Extracted text:
§

The Gray Lady Waited Three Years to Quote People Calling Torture Torture
In this post, I described the Harvard study that showed that US’ largest newspapers stopped calling waterboarding torture once it became clear the US was doing it.I wanted to look more closely at an odd time lapse in the NYT’s Orwellian treatment of waterboarding.
In a seeming defense of their refusal to call torture torture given to Michael Calderone, the NYT admitted they had responded to pressure from the Administration, but claimed that they balanced that by admitting that others consider it torture–classic “on the one side, on the other side cowardice.”
However, the Times acknowledged that political circumstances did play a role in the paper’s usage calls. “As the debate over interrogation of terror suspects grew post-9/11, defenders of the practice (including senior officials of the Bush administration) insisted that it did not constitute torture,” a Times spokesman said in a statement. “When using a word amounts to taking sides in a political dispute, our general practice is to supply the readers with the information to decide for themselves. Thus we describe the practice vividly, and we point out that it is denounced by international covenants and in American tradition as a form of torture.” [my emphasis]
But if they were doing so, you’d think they’d be giving voice to people actually calling waterboarding torture.
At least according to the study, that’s not what they did at first. Not until 2007 did the NYT regularly (45.5% of the time) start quoting people calling waterboarding torture.
Except for a brief spate of articles in 1902‐1903 in the NY Times which quoted mostly military officials and senators, almost all of the articles that quote others calling it torture appeared in 2007 and 2008.
[snip]
Before 2007, the NY Times had only scattered articles quoting others. However, beginning in 2007, there is a marked increase in articles quoting others, primarily human rights groups and lawmakers. Human rights representatives predominate during the first half of the year. However, beginning in October, politicians were cited more frequently labeling waterboarding torture. Senator John McCain is the most common source, but other lawmakers also begin to be cited. By 2008, the articles’ references are more general such as “by many,” or “many legal authorities.” Stronger phrases such as “most of the civilized world” also begin to appear.

§

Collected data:
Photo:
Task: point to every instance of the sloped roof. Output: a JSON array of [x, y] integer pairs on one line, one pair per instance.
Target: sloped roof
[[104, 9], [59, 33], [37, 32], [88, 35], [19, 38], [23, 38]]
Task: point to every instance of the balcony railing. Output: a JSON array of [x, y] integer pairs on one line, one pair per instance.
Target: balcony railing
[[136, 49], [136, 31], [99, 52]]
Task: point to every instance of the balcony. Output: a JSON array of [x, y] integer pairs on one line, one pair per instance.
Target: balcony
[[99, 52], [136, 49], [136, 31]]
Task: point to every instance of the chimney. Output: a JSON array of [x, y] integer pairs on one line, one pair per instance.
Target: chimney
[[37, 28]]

§

Given instruction: Continue the post about the New York Times and waterboarding, picking up after its final sentence. The collected data plays no part in what comes next.

Result of this exercise:
In other words, NYT’s “defense” of its actions appears to ignore a three year period during which they didn’t call torture torture, but during which they offered no counterbalance correcting that spin (which among other things means we can add it to the list of things–warrantless wiretapping, the leak of Plame’s identity Judy Miller received from OVP, and now calling torture torture–that the NYT did in the lead up to the 2004 election).
Which is all the more troubling given that NYT claimed they were watching their spin closely. One of the first NYT articles to report on waterboarding included this paragraph.
Defenders of the operation said the methods stopped short of torture, did not violate American anti-torture statutes, and were necessary to fight a war against a nebulous enemy whose strength and intentions could only be gleaned by extracting information from often uncooperative detainees. Interrogators were trying to find out whether there might be another attack planned against the United States.
As they pointed out in response to this study, FAIR immediately pounced on the Orwellianism.
The New York Times, revealing the interrogation techniques the CIA is using against Al-Qaeda suspects, seemed unable to find a source who would call torture by its proper name.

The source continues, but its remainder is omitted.